> TASK PROMPT: Write out exactly the lines below that run from the line containing "of the crowd" through the last line of the records.

--- ENTRIES PROVIDED ---

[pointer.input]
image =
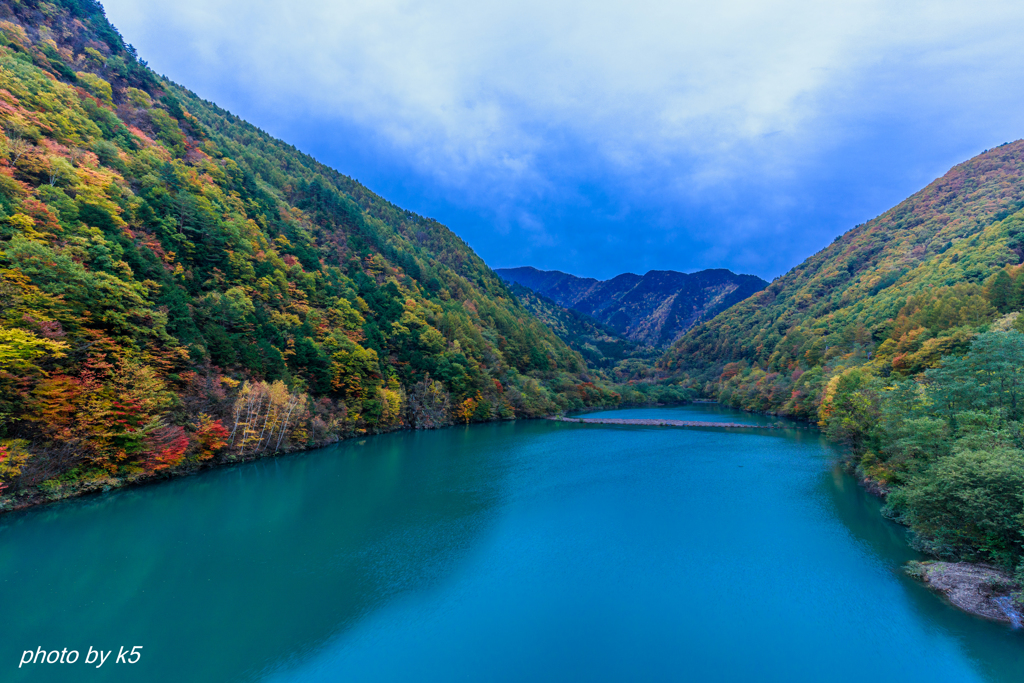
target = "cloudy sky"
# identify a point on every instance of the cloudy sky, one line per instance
(600, 137)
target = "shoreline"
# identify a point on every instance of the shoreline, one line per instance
(659, 422)
(974, 588)
(19, 501)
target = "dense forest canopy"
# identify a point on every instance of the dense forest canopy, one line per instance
(177, 287)
(903, 340)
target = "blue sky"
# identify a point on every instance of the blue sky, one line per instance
(601, 137)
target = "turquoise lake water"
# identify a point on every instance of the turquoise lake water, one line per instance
(525, 551)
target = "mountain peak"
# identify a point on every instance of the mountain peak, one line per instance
(652, 309)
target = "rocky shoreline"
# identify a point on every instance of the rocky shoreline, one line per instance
(977, 589)
(658, 423)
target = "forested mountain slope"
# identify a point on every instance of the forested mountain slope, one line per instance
(178, 287)
(652, 309)
(599, 344)
(901, 291)
(904, 340)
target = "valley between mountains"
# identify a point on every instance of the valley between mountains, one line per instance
(178, 289)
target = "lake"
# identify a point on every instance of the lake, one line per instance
(519, 551)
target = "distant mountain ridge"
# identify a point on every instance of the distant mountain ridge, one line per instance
(653, 309)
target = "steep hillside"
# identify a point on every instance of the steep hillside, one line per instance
(899, 292)
(600, 345)
(651, 309)
(904, 340)
(177, 287)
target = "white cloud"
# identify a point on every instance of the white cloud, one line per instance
(686, 95)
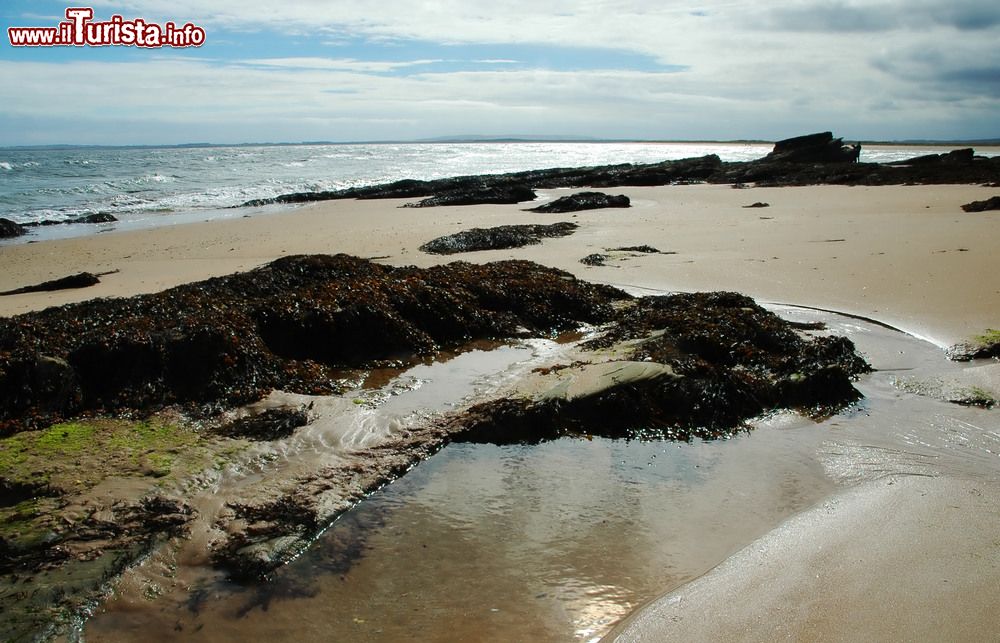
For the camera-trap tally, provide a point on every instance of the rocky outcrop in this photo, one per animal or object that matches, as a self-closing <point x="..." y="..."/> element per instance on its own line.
<point x="813" y="148"/>
<point x="496" y="238"/>
<point x="272" y="424"/>
<point x="699" y="365"/>
<point x="663" y="173"/>
<point x="596" y="259"/>
<point x="79" y="280"/>
<point x="99" y="217"/>
<point x="502" y="194"/>
<point x="584" y="201"/>
<point x="814" y="159"/>
<point x="289" y="324"/>
<point x="992" y="203"/>
<point x="10" y="229"/>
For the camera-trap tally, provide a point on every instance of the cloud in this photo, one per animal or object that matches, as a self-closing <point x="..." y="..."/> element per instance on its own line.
<point x="341" y="70"/>
<point x="880" y="16"/>
<point x="341" y="64"/>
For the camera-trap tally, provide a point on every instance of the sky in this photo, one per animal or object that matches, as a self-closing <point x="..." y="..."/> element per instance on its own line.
<point x="312" y="70"/>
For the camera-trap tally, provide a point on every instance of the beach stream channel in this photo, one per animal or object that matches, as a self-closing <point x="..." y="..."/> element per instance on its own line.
<point x="554" y="541"/>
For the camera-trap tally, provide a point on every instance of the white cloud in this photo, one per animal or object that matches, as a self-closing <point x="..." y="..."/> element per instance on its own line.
<point x="873" y="68"/>
<point x="342" y="64"/>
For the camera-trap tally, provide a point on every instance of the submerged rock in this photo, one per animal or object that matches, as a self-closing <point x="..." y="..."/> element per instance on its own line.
<point x="496" y="238"/>
<point x="595" y="259"/>
<point x="814" y="159"/>
<point x="645" y="249"/>
<point x="821" y="147"/>
<point x="584" y="201"/>
<point x="478" y="196"/>
<point x="99" y="217"/>
<point x="992" y="203"/>
<point x="10" y="229"/>
<point x="696" y="365"/>
<point x="272" y="424"/>
<point x="79" y="280"/>
<point x="290" y="324"/>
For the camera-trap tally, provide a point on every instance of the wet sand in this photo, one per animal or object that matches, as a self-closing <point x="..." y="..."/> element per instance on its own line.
<point x="905" y="255"/>
<point x="904" y="559"/>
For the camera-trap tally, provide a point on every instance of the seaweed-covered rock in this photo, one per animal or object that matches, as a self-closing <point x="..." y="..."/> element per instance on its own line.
<point x="10" y="229"/>
<point x="644" y="249"/>
<point x="699" y="365"/>
<point x="272" y="424"/>
<point x="98" y="217"/>
<point x="79" y="280"/>
<point x="584" y="201"/>
<point x="496" y="238"/>
<point x="992" y="203"/>
<point x="596" y="259"/>
<point x="478" y="196"/>
<point x="290" y="324"/>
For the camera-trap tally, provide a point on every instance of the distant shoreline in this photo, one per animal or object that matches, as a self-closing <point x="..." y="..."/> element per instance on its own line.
<point x="993" y="142"/>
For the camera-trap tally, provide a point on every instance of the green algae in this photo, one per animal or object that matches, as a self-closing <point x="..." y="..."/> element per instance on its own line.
<point x="75" y="456"/>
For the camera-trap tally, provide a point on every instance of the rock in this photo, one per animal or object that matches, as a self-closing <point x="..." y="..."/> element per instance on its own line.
<point x="813" y="148"/>
<point x="663" y="173"/>
<point x="55" y="383"/>
<point x="583" y="201"/>
<point x="497" y="238"/>
<point x="272" y="424"/>
<point x="814" y="159"/>
<point x="690" y="365"/>
<point x="292" y="324"/>
<point x="992" y="203"/>
<point x="595" y="259"/>
<point x="643" y="249"/>
<point x="478" y="196"/>
<point x="964" y="156"/>
<point x="10" y="229"/>
<point x="99" y="217"/>
<point x="79" y="280"/>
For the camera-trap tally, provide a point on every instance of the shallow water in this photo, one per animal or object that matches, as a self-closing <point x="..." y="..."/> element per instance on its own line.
<point x="559" y="541"/>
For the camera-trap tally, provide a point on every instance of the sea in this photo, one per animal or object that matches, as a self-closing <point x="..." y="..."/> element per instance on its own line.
<point x="153" y="186"/>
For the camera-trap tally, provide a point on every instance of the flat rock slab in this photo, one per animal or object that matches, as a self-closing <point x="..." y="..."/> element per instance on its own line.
<point x="584" y="201"/>
<point x="497" y="238"/>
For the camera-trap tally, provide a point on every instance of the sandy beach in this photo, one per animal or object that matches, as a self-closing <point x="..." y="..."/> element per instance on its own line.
<point x="907" y="256"/>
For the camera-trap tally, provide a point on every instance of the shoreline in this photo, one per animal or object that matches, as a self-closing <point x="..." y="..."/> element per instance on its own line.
<point x="841" y="248"/>
<point x="829" y="247"/>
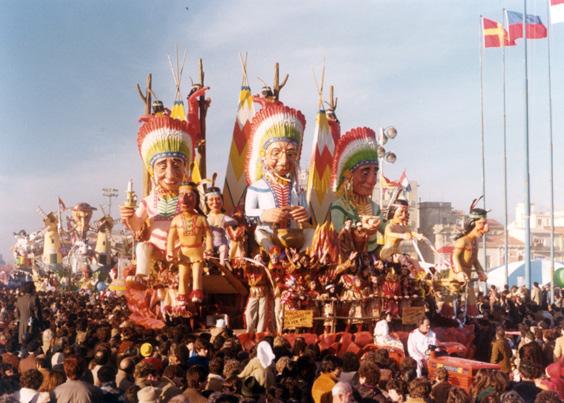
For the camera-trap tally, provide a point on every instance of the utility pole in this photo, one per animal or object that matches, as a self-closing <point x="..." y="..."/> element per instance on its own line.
<point x="110" y="193"/>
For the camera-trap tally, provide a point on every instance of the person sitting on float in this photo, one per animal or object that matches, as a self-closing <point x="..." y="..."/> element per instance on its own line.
<point x="382" y="333"/>
<point x="218" y="222"/>
<point x="273" y="201"/>
<point x="396" y="231"/>
<point x="421" y="342"/>
<point x="167" y="148"/>
<point x="465" y="254"/>
<point x="355" y="172"/>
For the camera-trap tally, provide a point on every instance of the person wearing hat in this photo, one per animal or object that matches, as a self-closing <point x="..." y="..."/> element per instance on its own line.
<point x="75" y="390"/>
<point x="166" y="146"/>
<point x="260" y="367"/>
<point x="465" y="254"/>
<point x="354" y="176"/>
<point x="148" y="394"/>
<point x="218" y="222"/>
<point x="272" y="200"/>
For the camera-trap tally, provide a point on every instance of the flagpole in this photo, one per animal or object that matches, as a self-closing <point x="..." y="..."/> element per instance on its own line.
<point x="551" y="161"/>
<point x="482" y="130"/>
<point x="527" y="175"/>
<point x="506" y="223"/>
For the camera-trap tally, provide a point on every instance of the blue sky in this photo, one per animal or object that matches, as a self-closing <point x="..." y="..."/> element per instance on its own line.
<point x="69" y="109"/>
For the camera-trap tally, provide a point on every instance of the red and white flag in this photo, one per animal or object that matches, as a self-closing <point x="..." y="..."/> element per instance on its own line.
<point x="62" y="206"/>
<point x="556" y="11"/>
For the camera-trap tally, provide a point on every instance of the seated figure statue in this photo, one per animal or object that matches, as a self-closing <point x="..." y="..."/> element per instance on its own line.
<point x="167" y="149"/>
<point x="355" y="171"/>
<point x="273" y="200"/>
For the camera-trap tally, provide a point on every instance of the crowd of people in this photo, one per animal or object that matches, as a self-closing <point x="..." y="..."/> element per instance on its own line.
<point x="81" y="347"/>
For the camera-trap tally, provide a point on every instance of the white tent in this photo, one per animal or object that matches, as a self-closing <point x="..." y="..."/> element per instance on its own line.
<point x="540" y="272"/>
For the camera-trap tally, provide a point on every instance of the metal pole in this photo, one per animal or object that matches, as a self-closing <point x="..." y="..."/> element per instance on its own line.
<point x="551" y="165"/>
<point x="527" y="175"/>
<point x="381" y="164"/>
<point x="506" y="219"/>
<point x="482" y="130"/>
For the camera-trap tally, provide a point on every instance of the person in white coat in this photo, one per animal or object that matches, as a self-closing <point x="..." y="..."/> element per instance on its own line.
<point x="419" y="341"/>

---

> EXERCISE RESPONSE:
For the camera-trap tally, provide a point on every instance of the crowd of people in this photo, one per animal or object that matches, as a self-closing <point x="..." y="..."/> element per instance on its own line.
<point x="81" y="347"/>
For the camera-trap tally, provide a point on every instance of the white tent in this photo, one per animal or object that matches, as a self-closing <point x="..." y="..."/> element per instance on its own line.
<point x="540" y="272"/>
For the camera-trap tally, provide a point on every instance of the metal pole in this photo, one per animal or object that matches, as a self-closing <point x="..." y="..."/> element per instance on its own line.
<point x="551" y="165"/>
<point x="527" y="175"/>
<point x="381" y="164"/>
<point x="506" y="219"/>
<point x="482" y="130"/>
For the camera-trap tally, provide a point on every instance of the person in white coat in this photo, one per animal or object that matches, as a self-closing <point x="..." y="..."/> element per instance on its own line.
<point x="419" y="341"/>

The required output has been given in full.